Texte source:
────────────────
Mais elle ignore sur quels critères baser sa décision. « Dois-je fonder mon choix sur le savoir-faire ou le savoir-être ? Est-ce que je ne devrais pas plutôt être conseillée par un professionnel de ma banque, tout simplement ? »

D’entrée de jeu, il faut dire bravo à cette trentenaire qui souhaite prendre ses finances en main avec l’aide d’un planificateur financier. Ces professionnels sont les seuls à couvrir toutes les sphères de notre vie financière : assurances, fiscalité, placements, retraite, alouette. Tout au long de sa vie, Annick devra prendre des décisions importantes qui exigeront des conseils judicieux. Elle doit donc pouvoir bâtir une relation à long terme, dans un climat de confiance exempt de jugement.

Même si ça demande du temps, l’idée de rencontrer des candidats potentiels est excellente. Il faut que ça clique !

Puisque le niveau de littératie financière d’Annick est faible, elle devrait porter une attention particulière à la capacité de vulgarisation de l’information des professionnels qu’elle évalue. Elle devrait aussi demander à voir un exemple de relevés, car certains sont difficiles à déchiffrer. La rémunération doit être abordée, et pourra être négociée.

Le gros hic, c’est qu’il faut détenir des actifs assez importants pour avoir accès à ce type de service personnalisé. Une option, pour une personne relativement jeune comme Annick, est de voir si le planificateur financier de ses parents pourrait la prendre sous son aile. Les comptes seraient gérés de façon séparée, mais tous les actifs s’additionneraient pour calculer les frais de gestion.
────────────────
Exercice écrit: Restituez mot pour mot le passage du texte sur le choix d'un planificateur financier, en commençant aux mots « Même si ça demande » et en vous arrêtant après « pourra être négociée. ».

Données fournies:
────────────────
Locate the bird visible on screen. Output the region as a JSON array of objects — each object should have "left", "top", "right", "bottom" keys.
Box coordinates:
────────────────
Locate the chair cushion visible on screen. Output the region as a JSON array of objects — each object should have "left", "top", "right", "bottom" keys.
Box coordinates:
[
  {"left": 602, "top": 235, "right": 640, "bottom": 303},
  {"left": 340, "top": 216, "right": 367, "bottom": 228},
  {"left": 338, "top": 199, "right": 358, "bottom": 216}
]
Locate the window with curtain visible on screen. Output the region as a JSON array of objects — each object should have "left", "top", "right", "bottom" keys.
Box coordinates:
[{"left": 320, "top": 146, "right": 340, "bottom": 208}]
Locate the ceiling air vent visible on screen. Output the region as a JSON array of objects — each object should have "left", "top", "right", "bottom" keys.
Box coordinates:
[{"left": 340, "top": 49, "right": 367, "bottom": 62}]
────────────────
Corrigé écrit:
Même si ça demande du temps, l’idée de rencontrer des candidats potentiels est excellente. Il faut que ça clique !

Puisque le niveau de littératie financière d’Annick est faible, elle devrait porter une attention particulière à la capacité de vulgarisation de l’information des professionnels qu’elle évalue. Elle devrait aussi demander à voir un exemple de relevés, car certains sont difficiles à déchiffrer. La rémunération doit être abordée, et pourra être négociée.